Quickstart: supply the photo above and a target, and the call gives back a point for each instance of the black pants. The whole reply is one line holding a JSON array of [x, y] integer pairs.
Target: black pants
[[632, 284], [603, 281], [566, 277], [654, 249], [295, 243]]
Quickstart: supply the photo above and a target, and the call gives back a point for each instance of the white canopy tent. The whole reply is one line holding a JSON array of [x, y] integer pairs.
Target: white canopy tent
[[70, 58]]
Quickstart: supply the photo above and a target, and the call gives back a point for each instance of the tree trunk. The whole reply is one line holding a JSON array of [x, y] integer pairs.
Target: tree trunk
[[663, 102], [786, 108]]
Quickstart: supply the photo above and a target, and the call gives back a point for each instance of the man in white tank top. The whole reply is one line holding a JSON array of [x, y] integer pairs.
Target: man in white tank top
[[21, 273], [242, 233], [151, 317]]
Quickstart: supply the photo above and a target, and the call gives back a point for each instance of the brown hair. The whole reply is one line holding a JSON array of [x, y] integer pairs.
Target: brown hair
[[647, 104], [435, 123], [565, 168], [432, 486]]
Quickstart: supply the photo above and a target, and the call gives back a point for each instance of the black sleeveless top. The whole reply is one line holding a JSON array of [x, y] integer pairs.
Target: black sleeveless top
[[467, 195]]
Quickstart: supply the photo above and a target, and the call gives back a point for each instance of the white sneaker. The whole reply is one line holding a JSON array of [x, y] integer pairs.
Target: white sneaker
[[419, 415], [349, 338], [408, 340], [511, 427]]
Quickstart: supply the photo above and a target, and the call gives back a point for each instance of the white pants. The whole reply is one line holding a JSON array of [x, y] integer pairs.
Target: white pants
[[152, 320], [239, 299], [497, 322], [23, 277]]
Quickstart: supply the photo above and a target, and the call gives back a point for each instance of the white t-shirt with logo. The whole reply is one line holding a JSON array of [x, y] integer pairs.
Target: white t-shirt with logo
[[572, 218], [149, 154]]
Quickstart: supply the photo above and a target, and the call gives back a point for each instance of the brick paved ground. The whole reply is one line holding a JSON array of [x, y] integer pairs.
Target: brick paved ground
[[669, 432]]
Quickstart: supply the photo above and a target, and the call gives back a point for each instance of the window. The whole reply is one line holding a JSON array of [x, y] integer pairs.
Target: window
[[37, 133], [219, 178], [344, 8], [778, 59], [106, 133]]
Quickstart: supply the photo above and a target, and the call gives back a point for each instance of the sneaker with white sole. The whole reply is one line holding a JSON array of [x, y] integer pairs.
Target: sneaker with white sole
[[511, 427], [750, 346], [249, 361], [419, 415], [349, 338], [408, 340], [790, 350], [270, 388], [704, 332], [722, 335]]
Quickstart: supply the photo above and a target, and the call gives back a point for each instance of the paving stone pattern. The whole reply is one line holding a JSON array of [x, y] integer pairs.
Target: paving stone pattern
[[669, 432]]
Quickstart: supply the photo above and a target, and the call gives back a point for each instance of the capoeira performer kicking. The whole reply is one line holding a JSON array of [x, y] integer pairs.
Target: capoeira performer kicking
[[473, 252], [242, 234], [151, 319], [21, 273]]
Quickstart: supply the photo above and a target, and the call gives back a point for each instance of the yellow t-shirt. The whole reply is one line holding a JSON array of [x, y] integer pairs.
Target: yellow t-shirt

--------------------

Copy the material above verbatim.

-- TASK ANSWER --
Quickstart: supply the photo above and a target, and the call gives back a point for each instance of the black pants. The whole reply is one line holding a JSON array of [x, y] integer pairs.
Target: black pants
[[632, 284], [603, 281], [566, 277], [654, 249], [295, 243]]
Quickstart: supply the photo above and a target, and the call gives back a point for each instance of the white canopy tent. The whole reply is one line holding a JSON array of [x, y] integer pairs.
Target: white canopy tent
[[70, 58]]
Quickstart: supply the photo above and a target, and the call gives back a point for each instance of the tree trunk. The whole reply is one line holding a JSON array of [x, y] integer pairs.
Target: tree trunk
[[663, 102], [786, 108]]
Quickstart: supply the photo above and a target, and the call gives back a point for each instance of the man in white tank top. The whole reply is one line holding a JSON array of [x, y] integer pairs.
Target: man in white tank top
[[21, 273], [242, 233], [151, 317]]
Quickstart: supply the photo above and a target, and the call gives back a point for each instance of the brown hair. The whole reply is one line holding a JSON array of [x, y] integer pairs.
Target: brown hair
[[647, 104], [435, 123], [565, 168], [432, 486]]
Quickstart: supply the photo above and a target, and the call gives back a point for each instance of the black sleeveless top. The whole reply is one line holding a JSON array of [x, y] integer pairs.
Target: black sleeveless top
[[467, 195]]
Quickstart: supply the photo above and a target, and the call gives back a point for each instance of the white sneaker. The whole reply is one line holding a JSON array of [x, y] integer pairs.
Target: white sneaker
[[419, 415], [349, 338], [408, 340], [511, 427]]
Quickstart: supply the photo above and a target, and the call gives back a point for each instance of the white pants. The whole reply is one line holding a JSON array of [x, y] integer pairs.
Target: white pants
[[152, 320], [239, 299], [497, 322], [23, 277]]
Quickstart: supply the photo above and a target, and the call gives back a point for each instance of the white t-shirt with logo. The whole reply is one line holding a JSON array of [x, y] integer pairs.
Target: white t-shirt with logo
[[572, 218], [149, 154]]
Quickstart: supply the photo above and a target, and the call gives back a point for each instance of the brick paved ground. The whole reply is one line holding a JSON array of [x, y] integer pairs.
Target: brick paved ground
[[669, 432]]
Quickstart: supply the photo above and a target, and the call gives back a point for each instance of the window. The whole reply is one line holding a JSON array of [x, y] integer pairs.
Target: window
[[37, 133], [219, 178], [344, 8], [778, 59], [106, 133]]
Quickstart: supply the photo above and a target, and the call gives back a point for each instance of the sneaker with white sole. The whole reply is one line holding a JSON array of [x, y] integer pairs.
Target: sneaker with white sole
[[511, 427], [750, 346], [249, 361], [419, 415], [349, 338], [408, 340], [790, 350], [270, 388], [704, 332], [722, 335]]
Quickstart: supply the photo above and a target, and the call gives back a point for each instance of the paving stone pattern. The whole reply is one line holding a JSON array of [x, y] integer pairs.
Target: paving stone pattern
[[669, 432]]
Quickstart: supply the photo above and a target, and the call gives back a point for each instance of the capoeira performer kicking. The whole reply is one line holding a JSON array of [x, y] integer pairs.
Target: capoeira performer kicking
[[473, 252], [242, 234], [151, 319], [21, 273]]
Quickstart: supply the photo above and a target, and the call gives back a point for each instance of the yellow t-shirt. The whole reply is one line holding a JSON array of [x, y] integer pairs.
Target: yellow t-shirt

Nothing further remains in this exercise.